(Image-grounded pointing data)
═══

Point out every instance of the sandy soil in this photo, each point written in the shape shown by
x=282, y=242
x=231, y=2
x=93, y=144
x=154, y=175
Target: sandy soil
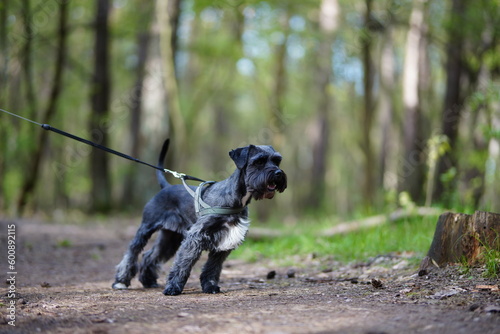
x=64, y=274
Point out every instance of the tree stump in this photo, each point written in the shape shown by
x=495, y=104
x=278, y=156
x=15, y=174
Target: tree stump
x=463, y=238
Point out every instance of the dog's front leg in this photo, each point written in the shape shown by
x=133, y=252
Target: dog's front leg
x=189, y=252
x=210, y=274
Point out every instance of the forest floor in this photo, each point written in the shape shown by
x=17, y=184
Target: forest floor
x=64, y=276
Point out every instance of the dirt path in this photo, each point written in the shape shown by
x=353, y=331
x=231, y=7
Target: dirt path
x=64, y=275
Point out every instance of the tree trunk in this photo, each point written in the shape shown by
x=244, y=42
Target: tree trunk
x=174, y=13
x=328, y=23
x=453, y=99
x=462, y=238
x=178, y=125
x=279, y=88
x=27, y=59
x=387, y=67
x=368, y=110
x=100, y=102
x=412, y=168
x=129, y=195
x=3, y=94
x=31, y=179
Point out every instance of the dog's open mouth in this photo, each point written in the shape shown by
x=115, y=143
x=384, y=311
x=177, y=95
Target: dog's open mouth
x=271, y=187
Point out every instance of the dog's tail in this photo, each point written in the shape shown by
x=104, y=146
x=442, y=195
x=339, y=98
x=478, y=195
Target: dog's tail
x=159, y=174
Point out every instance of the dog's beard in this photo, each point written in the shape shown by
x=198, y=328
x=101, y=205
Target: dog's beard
x=265, y=185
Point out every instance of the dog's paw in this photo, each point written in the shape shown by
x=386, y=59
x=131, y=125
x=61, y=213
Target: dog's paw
x=172, y=291
x=211, y=289
x=151, y=285
x=119, y=286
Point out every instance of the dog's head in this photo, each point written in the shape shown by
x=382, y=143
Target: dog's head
x=261, y=168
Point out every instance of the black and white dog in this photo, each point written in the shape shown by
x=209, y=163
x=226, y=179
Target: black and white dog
x=186, y=231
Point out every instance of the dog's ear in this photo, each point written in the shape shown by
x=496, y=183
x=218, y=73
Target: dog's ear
x=240, y=156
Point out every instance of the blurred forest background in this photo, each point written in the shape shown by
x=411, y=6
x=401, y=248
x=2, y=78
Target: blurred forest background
x=374, y=104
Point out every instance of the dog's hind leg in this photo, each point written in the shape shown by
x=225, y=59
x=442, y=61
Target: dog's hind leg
x=210, y=273
x=127, y=268
x=165, y=247
x=189, y=252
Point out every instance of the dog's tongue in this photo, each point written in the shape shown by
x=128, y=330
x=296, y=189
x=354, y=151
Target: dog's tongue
x=271, y=187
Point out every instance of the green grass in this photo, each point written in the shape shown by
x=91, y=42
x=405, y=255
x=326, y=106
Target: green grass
x=412, y=235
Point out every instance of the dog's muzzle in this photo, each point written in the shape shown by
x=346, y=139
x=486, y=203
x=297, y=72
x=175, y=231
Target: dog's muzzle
x=276, y=181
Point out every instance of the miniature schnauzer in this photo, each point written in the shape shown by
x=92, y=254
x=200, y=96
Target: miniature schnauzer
x=185, y=231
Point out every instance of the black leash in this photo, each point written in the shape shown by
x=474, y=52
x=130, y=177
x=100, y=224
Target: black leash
x=47, y=127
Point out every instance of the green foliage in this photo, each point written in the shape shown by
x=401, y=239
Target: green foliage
x=410, y=235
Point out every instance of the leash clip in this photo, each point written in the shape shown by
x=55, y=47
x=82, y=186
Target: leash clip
x=175, y=174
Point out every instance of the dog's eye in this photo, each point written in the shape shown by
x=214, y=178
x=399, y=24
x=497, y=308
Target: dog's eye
x=260, y=161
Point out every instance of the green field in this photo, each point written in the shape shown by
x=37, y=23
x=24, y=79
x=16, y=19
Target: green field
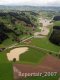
x=45, y=44
x=32, y=56
x=6, y=71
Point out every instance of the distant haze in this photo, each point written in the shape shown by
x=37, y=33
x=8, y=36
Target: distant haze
x=31, y=2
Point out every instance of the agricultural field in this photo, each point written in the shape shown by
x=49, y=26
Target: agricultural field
x=25, y=45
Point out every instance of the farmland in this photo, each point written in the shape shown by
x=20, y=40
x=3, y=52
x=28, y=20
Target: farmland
x=32, y=30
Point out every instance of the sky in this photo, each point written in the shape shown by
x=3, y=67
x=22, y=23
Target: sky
x=31, y=2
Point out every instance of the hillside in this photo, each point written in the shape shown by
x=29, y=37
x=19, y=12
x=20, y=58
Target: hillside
x=14, y=25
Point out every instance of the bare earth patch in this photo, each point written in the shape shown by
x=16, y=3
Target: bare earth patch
x=15, y=53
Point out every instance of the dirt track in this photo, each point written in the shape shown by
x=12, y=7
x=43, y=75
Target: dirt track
x=49, y=64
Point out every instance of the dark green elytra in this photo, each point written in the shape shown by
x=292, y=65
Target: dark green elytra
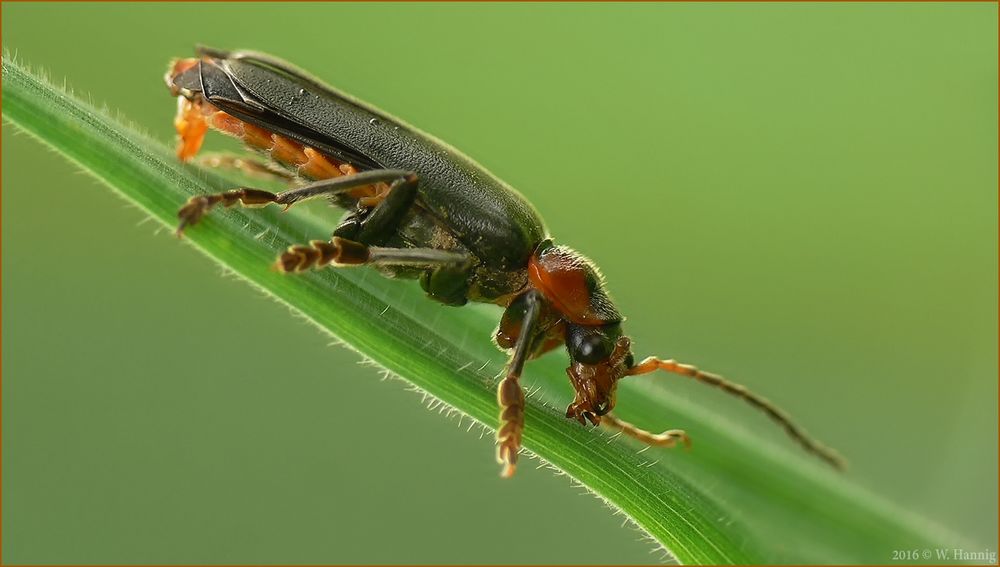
x=491, y=219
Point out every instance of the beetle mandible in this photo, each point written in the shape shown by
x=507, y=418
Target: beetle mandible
x=417, y=208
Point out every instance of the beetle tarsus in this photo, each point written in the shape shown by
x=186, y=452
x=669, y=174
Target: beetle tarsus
x=322, y=253
x=510, y=398
x=780, y=417
x=668, y=439
x=199, y=205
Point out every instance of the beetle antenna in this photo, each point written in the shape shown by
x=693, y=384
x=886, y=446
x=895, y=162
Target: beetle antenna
x=794, y=431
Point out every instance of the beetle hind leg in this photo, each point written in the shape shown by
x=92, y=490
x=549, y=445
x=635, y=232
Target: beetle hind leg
x=199, y=205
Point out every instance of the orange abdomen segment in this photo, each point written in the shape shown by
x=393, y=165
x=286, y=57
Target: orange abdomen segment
x=573, y=285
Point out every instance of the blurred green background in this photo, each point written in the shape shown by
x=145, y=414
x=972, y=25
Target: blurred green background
x=800, y=196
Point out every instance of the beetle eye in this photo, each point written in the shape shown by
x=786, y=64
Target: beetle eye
x=591, y=349
x=589, y=345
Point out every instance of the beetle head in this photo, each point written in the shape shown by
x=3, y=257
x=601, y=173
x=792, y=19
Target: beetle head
x=600, y=356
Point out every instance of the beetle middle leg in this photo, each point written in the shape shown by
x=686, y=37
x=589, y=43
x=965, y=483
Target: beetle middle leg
x=510, y=394
x=248, y=166
x=199, y=205
x=344, y=252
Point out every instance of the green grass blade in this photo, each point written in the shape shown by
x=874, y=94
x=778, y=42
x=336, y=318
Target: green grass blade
x=731, y=500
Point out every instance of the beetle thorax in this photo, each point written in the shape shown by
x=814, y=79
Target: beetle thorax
x=572, y=285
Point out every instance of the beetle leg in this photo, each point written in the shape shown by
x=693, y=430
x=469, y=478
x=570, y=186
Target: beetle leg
x=252, y=167
x=668, y=438
x=344, y=252
x=199, y=205
x=510, y=395
x=780, y=417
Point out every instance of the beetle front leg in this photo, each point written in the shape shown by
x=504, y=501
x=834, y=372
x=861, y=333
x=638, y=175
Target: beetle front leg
x=199, y=205
x=668, y=438
x=510, y=395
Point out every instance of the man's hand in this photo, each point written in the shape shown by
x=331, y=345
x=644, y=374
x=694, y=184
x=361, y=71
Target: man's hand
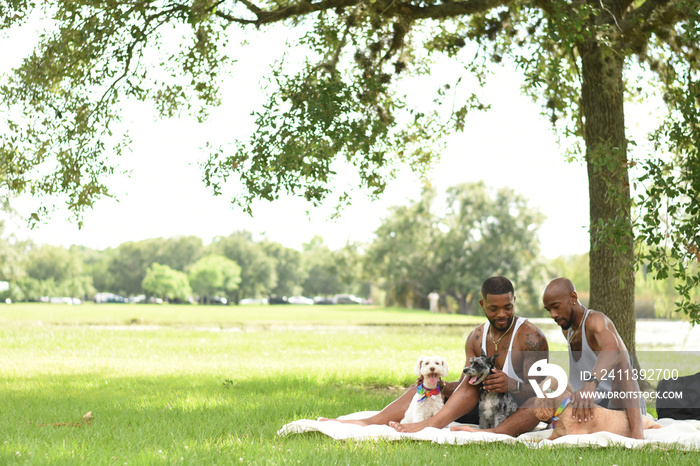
x=582, y=402
x=496, y=382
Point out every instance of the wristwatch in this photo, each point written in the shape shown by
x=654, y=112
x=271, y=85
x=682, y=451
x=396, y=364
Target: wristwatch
x=591, y=378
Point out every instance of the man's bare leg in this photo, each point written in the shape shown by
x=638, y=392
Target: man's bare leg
x=395, y=411
x=463, y=400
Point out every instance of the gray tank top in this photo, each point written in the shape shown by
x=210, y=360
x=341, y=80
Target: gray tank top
x=508, y=364
x=586, y=363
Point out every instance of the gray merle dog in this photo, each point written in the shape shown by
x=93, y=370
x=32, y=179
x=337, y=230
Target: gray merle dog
x=493, y=407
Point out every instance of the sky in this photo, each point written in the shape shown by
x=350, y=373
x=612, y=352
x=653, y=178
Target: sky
x=511, y=145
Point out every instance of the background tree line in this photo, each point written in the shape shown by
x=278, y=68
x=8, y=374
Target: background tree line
x=447, y=242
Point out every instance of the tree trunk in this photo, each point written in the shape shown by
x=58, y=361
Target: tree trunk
x=611, y=255
x=462, y=302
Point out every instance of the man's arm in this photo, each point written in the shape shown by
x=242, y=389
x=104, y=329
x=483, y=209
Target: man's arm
x=607, y=343
x=529, y=347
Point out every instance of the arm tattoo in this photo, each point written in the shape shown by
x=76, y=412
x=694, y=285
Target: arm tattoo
x=535, y=342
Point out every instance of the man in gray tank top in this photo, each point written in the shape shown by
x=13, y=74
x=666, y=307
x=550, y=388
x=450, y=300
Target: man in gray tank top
x=517, y=351
x=595, y=352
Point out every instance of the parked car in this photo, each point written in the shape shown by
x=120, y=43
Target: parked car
x=300, y=300
x=274, y=299
x=322, y=300
x=245, y=301
x=347, y=299
x=59, y=300
x=110, y=298
x=142, y=299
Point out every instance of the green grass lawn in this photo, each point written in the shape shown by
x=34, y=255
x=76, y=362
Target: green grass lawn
x=212, y=385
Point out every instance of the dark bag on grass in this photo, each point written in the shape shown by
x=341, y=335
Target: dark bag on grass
x=680, y=398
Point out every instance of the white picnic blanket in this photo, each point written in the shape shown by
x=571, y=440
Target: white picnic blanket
x=674, y=434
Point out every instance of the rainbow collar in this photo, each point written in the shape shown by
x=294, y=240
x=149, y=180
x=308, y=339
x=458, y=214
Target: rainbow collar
x=427, y=392
x=559, y=410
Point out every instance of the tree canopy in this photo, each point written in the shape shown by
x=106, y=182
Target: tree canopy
x=581, y=60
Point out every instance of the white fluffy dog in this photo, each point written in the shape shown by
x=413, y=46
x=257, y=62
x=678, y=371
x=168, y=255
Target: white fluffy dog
x=428, y=400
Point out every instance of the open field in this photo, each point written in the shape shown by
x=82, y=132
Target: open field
x=179, y=391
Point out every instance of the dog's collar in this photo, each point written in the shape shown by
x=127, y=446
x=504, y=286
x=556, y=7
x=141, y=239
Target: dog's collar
x=559, y=410
x=427, y=392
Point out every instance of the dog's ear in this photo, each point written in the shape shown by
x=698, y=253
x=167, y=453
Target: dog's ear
x=444, y=366
x=416, y=370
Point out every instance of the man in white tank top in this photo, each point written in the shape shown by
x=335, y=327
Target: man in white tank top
x=595, y=352
x=518, y=342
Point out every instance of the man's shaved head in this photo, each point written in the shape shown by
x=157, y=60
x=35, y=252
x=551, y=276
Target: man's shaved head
x=560, y=285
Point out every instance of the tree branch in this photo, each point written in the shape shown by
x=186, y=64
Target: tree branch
x=649, y=13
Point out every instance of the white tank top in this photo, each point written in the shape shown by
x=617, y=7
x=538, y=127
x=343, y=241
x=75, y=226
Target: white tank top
x=508, y=364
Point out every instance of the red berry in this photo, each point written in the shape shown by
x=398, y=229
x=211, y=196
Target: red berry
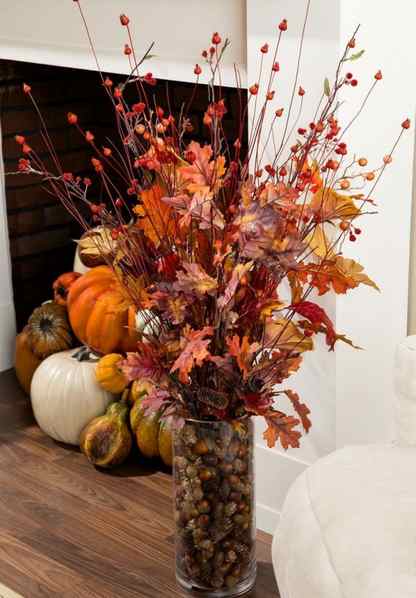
x=72, y=118
x=216, y=38
x=139, y=107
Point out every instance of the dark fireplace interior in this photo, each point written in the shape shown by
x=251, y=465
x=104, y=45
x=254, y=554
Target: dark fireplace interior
x=41, y=232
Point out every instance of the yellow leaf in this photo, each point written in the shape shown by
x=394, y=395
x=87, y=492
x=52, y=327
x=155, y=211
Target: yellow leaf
x=283, y=334
x=354, y=271
x=155, y=216
x=272, y=306
x=319, y=243
x=331, y=205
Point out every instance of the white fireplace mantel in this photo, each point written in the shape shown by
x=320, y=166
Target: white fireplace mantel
x=350, y=393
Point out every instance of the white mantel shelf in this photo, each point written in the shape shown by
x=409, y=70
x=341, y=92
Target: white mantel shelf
x=51, y=32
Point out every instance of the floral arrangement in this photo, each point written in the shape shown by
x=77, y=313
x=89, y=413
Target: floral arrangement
x=222, y=254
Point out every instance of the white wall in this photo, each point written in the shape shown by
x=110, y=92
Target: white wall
x=378, y=322
x=51, y=32
x=350, y=392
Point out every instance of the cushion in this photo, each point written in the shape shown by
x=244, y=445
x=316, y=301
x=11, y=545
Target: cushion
x=348, y=527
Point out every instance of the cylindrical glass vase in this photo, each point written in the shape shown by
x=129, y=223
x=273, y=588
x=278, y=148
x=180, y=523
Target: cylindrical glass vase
x=215, y=507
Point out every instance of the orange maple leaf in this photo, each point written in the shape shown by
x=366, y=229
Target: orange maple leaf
x=340, y=273
x=193, y=353
x=331, y=205
x=243, y=352
x=155, y=216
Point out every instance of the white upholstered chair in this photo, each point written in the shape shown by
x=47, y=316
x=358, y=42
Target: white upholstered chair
x=348, y=525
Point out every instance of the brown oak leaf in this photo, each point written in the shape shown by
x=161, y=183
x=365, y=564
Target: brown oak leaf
x=243, y=352
x=280, y=428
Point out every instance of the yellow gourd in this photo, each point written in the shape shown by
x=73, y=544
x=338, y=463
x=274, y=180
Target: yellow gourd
x=109, y=375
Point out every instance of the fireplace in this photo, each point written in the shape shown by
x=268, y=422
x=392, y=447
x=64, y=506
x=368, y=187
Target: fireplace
x=41, y=232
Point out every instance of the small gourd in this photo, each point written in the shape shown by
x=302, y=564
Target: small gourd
x=106, y=440
x=109, y=375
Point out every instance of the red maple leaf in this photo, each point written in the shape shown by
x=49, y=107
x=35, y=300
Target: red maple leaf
x=317, y=316
x=143, y=364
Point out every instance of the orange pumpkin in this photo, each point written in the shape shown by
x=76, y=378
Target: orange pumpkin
x=25, y=362
x=62, y=285
x=100, y=314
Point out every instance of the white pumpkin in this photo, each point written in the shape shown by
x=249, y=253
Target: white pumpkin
x=78, y=265
x=66, y=396
x=147, y=322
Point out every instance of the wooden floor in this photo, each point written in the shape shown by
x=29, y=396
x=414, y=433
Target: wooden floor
x=71, y=531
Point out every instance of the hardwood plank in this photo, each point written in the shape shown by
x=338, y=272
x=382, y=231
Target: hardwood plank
x=32, y=573
x=70, y=530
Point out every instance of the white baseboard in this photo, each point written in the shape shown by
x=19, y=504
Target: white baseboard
x=275, y=473
x=266, y=518
x=7, y=336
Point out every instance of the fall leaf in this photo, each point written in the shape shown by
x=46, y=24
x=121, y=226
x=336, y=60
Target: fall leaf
x=195, y=280
x=330, y=205
x=239, y=271
x=301, y=409
x=342, y=274
x=203, y=172
x=319, y=243
x=280, y=427
x=194, y=352
x=155, y=216
x=283, y=334
x=317, y=316
x=243, y=352
x=143, y=364
x=155, y=400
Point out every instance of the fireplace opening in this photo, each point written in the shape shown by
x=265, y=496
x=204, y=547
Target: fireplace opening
x=41, y=232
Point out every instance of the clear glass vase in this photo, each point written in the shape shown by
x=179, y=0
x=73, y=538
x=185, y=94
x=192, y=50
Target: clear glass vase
x=215, y=507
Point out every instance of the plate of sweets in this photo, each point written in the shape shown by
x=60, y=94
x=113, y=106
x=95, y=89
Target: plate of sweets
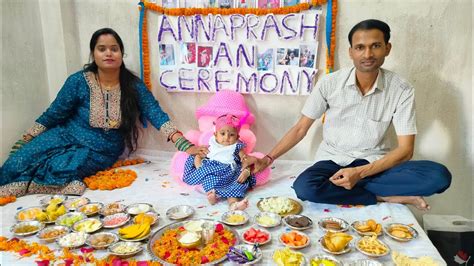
x=286, y=256
x=72, y=240
x=75, y=203
x=148, y=217
x=235, y=217
x=101, y=240
x=115, y=220
x=138, y=208
x=336, y=243
x=324, y=260
x=50, y=234
x=298, y=222
x=28, y=214
x=245, y=254
x=53, y=198
x=267, y=219
x=280, y=205
x=401, y=232
x=70, y=218
x=367, y=228
x=295, y=239
x=91, y=208
x=26, y=228
x=333, y=224
x=169, y=244
x=372, y=247
x=112, y=208
x=256, y=236
x=134, y=232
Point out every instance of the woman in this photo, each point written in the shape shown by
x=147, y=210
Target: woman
x=87, y=127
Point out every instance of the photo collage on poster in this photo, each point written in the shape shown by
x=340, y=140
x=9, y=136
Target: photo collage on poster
x=228, y=3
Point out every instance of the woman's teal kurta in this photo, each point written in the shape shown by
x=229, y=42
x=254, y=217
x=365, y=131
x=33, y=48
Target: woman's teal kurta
x=70, y=149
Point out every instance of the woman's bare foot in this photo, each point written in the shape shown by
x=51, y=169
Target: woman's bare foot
x=211, y=197
x=239, y=205
x=417, y=201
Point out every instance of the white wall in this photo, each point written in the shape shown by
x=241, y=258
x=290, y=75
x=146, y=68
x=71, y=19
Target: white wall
x=431, y=48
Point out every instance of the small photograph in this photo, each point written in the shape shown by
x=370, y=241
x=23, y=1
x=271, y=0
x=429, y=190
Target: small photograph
x=169, y=3
x=282, y=57
x=245, y=3
x=268, y=3
x=208, y=3
x=187, y=3
x=225, y=3
x=204, y=56
x=188, y=53
x=265, y=60
x=291, y=2
x=308, y=55
x=166, y=55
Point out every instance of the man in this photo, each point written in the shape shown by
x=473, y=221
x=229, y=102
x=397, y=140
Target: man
x=354, y=162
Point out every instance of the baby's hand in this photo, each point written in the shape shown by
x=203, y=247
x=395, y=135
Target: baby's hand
x=244, y=174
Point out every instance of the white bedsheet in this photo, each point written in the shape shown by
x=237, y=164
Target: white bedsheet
x=155, y=186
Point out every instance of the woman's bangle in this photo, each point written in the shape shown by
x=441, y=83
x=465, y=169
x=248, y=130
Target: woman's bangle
x=170, y=138
x=269, y=157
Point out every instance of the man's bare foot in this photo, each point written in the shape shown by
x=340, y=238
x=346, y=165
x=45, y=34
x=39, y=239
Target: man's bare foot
x=417, y=201
x=211, y=197
x=239, y=205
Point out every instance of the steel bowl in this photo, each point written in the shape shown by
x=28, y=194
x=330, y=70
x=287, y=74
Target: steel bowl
x=92, y=238
x=260, y=244
x=61, y=228
x=61, y=219
x=73, y=204
x=125, y=218
x=131, y=249
x=369, y=253
x=287, y=220
x=388, y=230
x=273, y=216
x=179, y=212
x=35, y=227
x=345, y=250
x=154, y=215
x=342, y=223
x=317, y=257
x=32, y=210
x=46, y=200
x=355, y=224
x=228, y=215
x=138, y=208
x=295, y=247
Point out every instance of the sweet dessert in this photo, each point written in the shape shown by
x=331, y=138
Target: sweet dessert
x=253, y=235
x=336, y=242
x=284, y=257
x=294, y=239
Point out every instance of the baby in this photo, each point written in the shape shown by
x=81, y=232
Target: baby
x=220, y=173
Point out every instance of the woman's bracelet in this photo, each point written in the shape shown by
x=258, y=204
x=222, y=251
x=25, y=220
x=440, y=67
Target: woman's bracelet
x=269, y=157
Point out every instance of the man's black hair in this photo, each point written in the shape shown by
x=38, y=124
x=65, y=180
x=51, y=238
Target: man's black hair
x=371, y=24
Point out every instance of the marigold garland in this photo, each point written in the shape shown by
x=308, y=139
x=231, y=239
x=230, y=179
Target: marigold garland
x=229, y=11
x=5, y=200
x=45, y=256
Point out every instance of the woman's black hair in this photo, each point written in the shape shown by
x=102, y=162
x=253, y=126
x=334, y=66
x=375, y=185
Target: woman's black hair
x=128, y=94
x=371, y=24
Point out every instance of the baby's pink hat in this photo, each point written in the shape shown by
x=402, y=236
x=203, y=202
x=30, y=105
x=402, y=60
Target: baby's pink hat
x=226, y=102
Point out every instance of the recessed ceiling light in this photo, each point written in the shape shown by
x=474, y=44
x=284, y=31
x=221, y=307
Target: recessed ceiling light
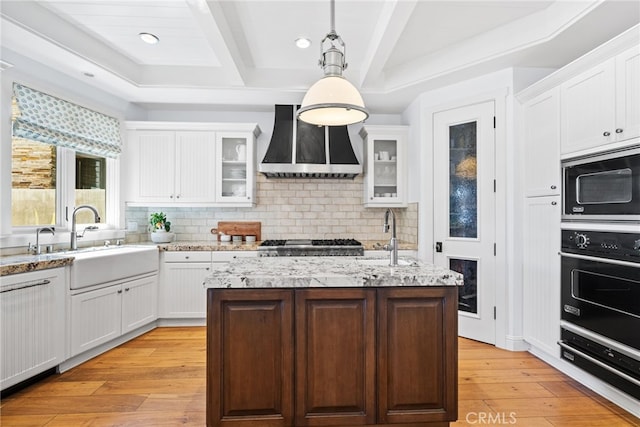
x=303, y=42
x=149, y=38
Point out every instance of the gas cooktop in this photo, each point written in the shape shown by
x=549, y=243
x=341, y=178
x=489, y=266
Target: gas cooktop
x=311, y=247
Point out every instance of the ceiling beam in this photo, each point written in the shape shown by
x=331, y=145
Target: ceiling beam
x=210, y=17
x=393, y=19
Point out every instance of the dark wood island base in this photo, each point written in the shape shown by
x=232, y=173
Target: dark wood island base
x=339, y=357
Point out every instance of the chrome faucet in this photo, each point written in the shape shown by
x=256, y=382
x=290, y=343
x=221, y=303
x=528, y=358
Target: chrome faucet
x=392, y=246
x=74, y=235
x=36, y=250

═══

● **Problem to solve**
Using the entries above, repeat only the lines from the one containing "x=210, y=360" through the one containing "x=612, y=352", end lines included.

● **Output of the task**
x=210, y=360
x=341, y=80
Target: gray tank top
x=508, y=364
x=586, y=363
Point out every instance of the gray merle dog in this photo, each point written in the shape shown by
x=93, y=370
x=32, y=179
x=337, y=230
Target: gray merle dog
x=493, y=407
Point out every instance of the sky in this photo, each point written in the shape shown by
x=350, y=373
x=612, y=352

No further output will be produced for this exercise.